**Task description:** Swap each "single dot" in the items below for "single mark", and write all the lines out again with nothing else altered.

**Task data:**
_ _ _

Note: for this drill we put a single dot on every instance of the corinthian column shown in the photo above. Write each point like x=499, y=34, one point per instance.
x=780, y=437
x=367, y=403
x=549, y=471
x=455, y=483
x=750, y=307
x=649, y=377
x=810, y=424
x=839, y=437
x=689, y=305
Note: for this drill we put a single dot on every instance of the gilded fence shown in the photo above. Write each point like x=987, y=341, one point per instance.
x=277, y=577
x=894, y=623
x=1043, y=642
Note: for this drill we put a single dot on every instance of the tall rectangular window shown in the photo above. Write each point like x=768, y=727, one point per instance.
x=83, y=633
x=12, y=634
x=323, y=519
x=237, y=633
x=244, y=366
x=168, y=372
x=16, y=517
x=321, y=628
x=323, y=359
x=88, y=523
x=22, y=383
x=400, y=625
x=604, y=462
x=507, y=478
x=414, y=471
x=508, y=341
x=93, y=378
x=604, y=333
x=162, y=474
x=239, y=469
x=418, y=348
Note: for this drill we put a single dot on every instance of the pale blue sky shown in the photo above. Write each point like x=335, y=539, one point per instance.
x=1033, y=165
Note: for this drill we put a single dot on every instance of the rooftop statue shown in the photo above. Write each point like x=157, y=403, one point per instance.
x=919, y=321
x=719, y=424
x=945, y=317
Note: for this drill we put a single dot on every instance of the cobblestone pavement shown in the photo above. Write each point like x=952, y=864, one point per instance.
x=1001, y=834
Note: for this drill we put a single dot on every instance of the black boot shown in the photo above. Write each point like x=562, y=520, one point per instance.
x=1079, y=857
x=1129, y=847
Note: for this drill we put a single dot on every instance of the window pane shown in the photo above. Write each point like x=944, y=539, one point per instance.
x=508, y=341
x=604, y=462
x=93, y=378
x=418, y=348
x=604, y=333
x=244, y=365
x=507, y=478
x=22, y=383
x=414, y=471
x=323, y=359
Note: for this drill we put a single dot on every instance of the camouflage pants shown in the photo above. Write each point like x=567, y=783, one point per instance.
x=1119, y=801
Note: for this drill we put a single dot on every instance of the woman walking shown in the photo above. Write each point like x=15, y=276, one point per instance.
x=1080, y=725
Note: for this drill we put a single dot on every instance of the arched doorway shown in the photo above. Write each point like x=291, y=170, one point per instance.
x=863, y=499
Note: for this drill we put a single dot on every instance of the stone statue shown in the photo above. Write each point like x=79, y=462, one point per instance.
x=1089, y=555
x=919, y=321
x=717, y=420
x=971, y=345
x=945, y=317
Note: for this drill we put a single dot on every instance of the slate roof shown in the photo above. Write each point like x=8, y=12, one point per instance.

_ _ _

**Correct answer:**
Note: for this drill we put a single mark on every instance of the corinthian column shown in the photo above. Write each point like x=499, y=34, one point per instance.
x=780, y=437
x=367, y=403
x=549, y=471
x=455, y=483
x=750, y=307
x=649, y=377
x=810, y=424
x=839, y=437
x=689, y=305
Note: for this drill we put a single mark on every instance of the gilded fence shown in the photo above. Write each point like x=987, y=341, one point per instance.
x=277, y=577
x=894, y=623
x=1043, y=642
Note: for this drill we put a single mark on every instance of the tall rectangular window shown in the photo above. Write each point like x=768, y=727, one point per instance.
x=83, y=633
x=12, y=634
x=323, y=519
x=237, y=633
x=244, y=366
x=168, y=372
x=16, y=517
x=321, y=628
x=323, y=359
x=88, y=523
x=22, y=383
x=400, y=625
x=604, y=462
x=507, y=478
x=414, y=471
x=508, y=341
x=93, y=378
x=604, y=333
x=162, y=474
x=239, y=469
x=418, y=348
Note: for this drill we put a single mark on every instance of the pale blue sky shown in the photo above. Write each point like x=335, y=539, one point per instance.
x=1033, y=165
Note: for this drill we put a single mark on every instance of the rooftop statue shown in the photo above. Write each point like x=157, y=403, one point per instance.
x=919, y=321
x=719, y=424
x=945, y=317
Note: for this drill we put a single mark on every instance of the cobblestone pavement shown in the photo above. Write each point like x=952, y=864, one point per instance.
x=1001, y=834
Note: for this drill we put a single mark on every instance of the black boot shown in the photo above. Write each point like x=562, y=520, one point per instance.
x=1079, y=857
x=1129, y=847
Note: for this drill we put a single mark on every instance of the window pane shown in the photo above. Write each point like x=944, y=539, one point per instance.
x=508, y=341
x=604, y=462
x=93, y=378
x=418, y=348
x=604, y=333
x=244, y=365
x=507, y=478
x=22, y=383
x=414, y=471
x=323, y=359
Note: for this drill we put a single mark on every instance of the camouflage pants shown in the photo above. Write each point like x=567, y=783, one point per instance.
x=1119, y=801
Note: for this drill we put a single mark on every instance of the woman walking shown in the photo above. Write each point like x=15, y=276, one point per instance.
x=1080, y=725
Note: for this drill we put a single mark on every instance of the arched doorway shown in the photo above. Write each point like x=291, y=170, one point per instance.
x=863, y=499
Note: for this drill we put a single mark on every instance of the stone statue shown in the photo above. Write each point like x=79, y=462, one point per instance.
x=1089, y=555
x=919, y=321
x=717, y=420
x=971, y=345
x=945, y=317
Note: for this drill we put a single mark on every instance of the slate roof shown in the photo above. Write each point like x=8, y=12, one point per instance.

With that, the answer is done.